**Requirements:**
Update the lines from the one containing "Draw the outline of every instance of the white" through the end of the material, inclusive, so that "white cloud" becomes "storm cloud" and nothing else changes. Return only those lines.
#####
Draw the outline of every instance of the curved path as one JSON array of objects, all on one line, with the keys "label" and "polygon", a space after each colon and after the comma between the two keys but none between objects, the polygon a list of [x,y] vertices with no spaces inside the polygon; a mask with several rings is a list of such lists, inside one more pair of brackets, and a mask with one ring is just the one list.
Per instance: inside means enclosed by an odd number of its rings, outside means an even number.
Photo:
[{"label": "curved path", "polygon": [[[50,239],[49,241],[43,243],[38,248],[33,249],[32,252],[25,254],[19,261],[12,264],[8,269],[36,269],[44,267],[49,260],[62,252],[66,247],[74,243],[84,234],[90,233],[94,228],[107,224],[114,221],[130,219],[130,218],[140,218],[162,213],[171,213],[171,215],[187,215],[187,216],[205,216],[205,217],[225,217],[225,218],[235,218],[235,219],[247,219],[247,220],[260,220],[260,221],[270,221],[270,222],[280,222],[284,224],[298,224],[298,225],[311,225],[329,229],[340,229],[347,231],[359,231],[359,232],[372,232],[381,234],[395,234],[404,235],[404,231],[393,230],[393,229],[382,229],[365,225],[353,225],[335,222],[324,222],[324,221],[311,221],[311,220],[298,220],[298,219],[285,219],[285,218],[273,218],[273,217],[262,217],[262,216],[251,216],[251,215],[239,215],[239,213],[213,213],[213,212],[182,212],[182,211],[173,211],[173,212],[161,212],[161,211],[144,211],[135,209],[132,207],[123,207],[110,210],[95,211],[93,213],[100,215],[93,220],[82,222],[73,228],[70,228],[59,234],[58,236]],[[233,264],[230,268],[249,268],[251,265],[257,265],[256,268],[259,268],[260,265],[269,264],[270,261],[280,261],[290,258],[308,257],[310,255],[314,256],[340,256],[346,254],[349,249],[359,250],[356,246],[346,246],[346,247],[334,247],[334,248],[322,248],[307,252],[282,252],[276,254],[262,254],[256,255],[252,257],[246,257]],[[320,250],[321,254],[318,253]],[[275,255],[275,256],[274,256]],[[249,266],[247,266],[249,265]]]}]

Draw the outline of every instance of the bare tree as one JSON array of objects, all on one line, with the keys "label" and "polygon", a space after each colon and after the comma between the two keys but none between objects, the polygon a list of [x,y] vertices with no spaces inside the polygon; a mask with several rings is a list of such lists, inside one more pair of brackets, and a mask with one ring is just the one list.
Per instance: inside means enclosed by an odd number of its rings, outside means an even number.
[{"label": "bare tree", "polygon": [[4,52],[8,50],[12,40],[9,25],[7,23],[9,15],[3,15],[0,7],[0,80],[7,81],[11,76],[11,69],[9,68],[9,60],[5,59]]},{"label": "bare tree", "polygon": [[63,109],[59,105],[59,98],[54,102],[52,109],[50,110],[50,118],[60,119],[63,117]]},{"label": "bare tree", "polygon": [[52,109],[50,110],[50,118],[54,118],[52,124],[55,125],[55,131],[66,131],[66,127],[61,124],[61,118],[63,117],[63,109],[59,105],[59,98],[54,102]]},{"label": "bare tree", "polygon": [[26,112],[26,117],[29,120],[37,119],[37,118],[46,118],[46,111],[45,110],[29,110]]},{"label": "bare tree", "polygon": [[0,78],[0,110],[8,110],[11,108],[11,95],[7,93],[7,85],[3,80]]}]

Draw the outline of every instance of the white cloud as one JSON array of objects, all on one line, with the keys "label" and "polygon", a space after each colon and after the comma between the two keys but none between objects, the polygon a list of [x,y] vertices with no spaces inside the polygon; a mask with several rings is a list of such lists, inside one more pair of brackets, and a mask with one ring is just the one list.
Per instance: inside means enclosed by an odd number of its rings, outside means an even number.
#####
**Task result:**
Draw the outline of every instance of the storm cloud as one JSON array of objects, all on one line, with the keys "label" and "polygon", a space after each colon and after the comma between the two keys but none between objects, the polygon a list of [x,y] vertices with no spaces inside the polygon; a mask with several rings is a list of such lists, inside one more pair of brackets, and a mask with one ring is just the one list.
Per instance: inside means enclosed by an odd number of its rings, outside means an even number.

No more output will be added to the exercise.